[Consigne]:
Recopiez sans rien changer, dans l'extrait ci-dessous sur les adaptations de Dracula au cinéma, tout le passage qui va de « 3 - Les Maîtresses » jusqu'à « cinéma de la Hammer. ».

[Extrait du texte]:
■ ■ ■ ■ ■
Et on ne dira jamais assez à quel point la version de Dracula de Coppola est gigantesque. Avec sa mise en scène aussi sublime que baroque, qui vient souligner toute la mélancolie du récit de Bram Stoker, Francis Ford Coppola livre sans doute la meilleure adaptation de Dracula. On arrêtera là l'éloge de sa mise en scène, tant elle est évidente. Le récit du film est absolument brillant, tant le scénariste James V. Hart parvient à la fois à coller au plus près du livre de Bram Stoker, tout en condensant le meilleur des précédentes adaptations, comme l'idée géniale selon laquelle Dracula serait confronté à la réincarnation de son amour perdu, idée forte du film Dracula et ses femmes vampires (1973) de Dan Curtis, et qui sera reprise dans la série BBC de Moffat et Gatiss. Coppola peut aussi s'appuyer sur un casting quatre étoiles : Gary Oldman (Harry Potter, Léon), Winona Ryder (Beetlejuice, Stranger Things), Anthony Hopkins (Le Silence des Agneaux, Westworld) et Keanu Reeves (Matrix). Mention spéciale également à la musique de Wojciech Kilar.
3 - Les Maîtresses de Dracula (Terence Fisher, 1960)
Après avoir évoqué le Dracula de Francis Ford Coppola, il nous fallait évoquer les incarnations du célèbre vampire par la Hammer, légendaire studio britannique spécialisé dans le cinéma d'horreur et fantastique, malheureusement trop souvent oublié de nos jours. Il est de notoriété commune que le grand Christopher Lee (Le Seigneur des Anneaux, Star Wars) a incarné à de nombreuses reprises le vampire Dracula pour le compte de la Hammer, et ce dès Le Cauchemar de Dracula (1958) de Terence Fisher, souvent considéré comme le meilleur film de la Hammer. Toutefois, nous avons choisi de vous parler d'un autre film, moins connu, et mais néanmoins excellent : Les Maîtresses de Dracula de Terence Fisher, parce qu'il nous semble plus que représentatif du cinéma de la Hammer.
■ ■ ■ ■ ■
[Bloc de données]:
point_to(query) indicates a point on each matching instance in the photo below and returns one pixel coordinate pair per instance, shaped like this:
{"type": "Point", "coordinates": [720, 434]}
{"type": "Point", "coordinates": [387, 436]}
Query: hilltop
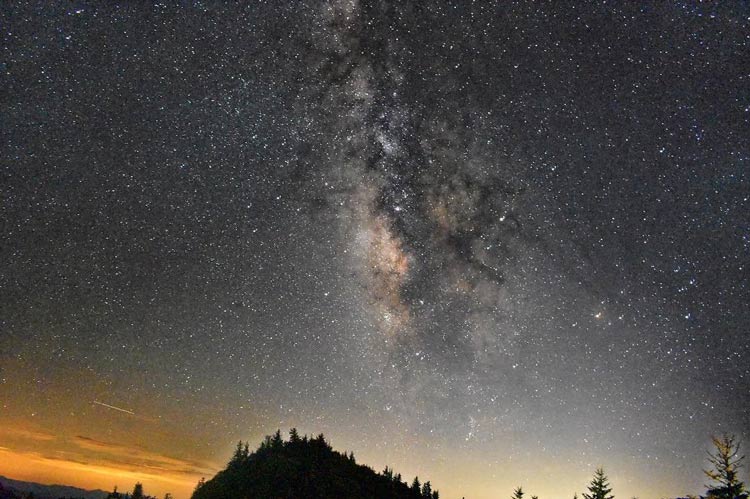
■ ■ ■ ■ ■
[Réponse complète]:
3 - Les Maîtresses de Dracula (Terence Fisher, 1960)
Après avoir évoqué le Dracula de Francis Ford Coppola, il nous fallait évoquer les incarnations du célèbre vampire par la Hammer, légendaire studio britannique spécialisé dans le cinéma d'horreur et fantastique, malheureusement trop souvent oublié de nos jours. Il est de notoriété commune que le grand Christopher Lee (Le Seigneur des Anneaux, Star Wars) a incarné à de nombreuses reprises le vampire Dracula pour le compte de la Hammer, et ce dès Le Cauchemar de Dracula (1958) de Terence Fisher, souvent considéré comme le meilleur film de la Hammer. Toutefois, nous avons choisi de vous parler d'un autre film, moins connu, et mais néanmoins excellent : Les Maîtresses de Dracula de Terence Fisher, parce qu'il nous semble plus que représentatif du cinéma de la Hammer.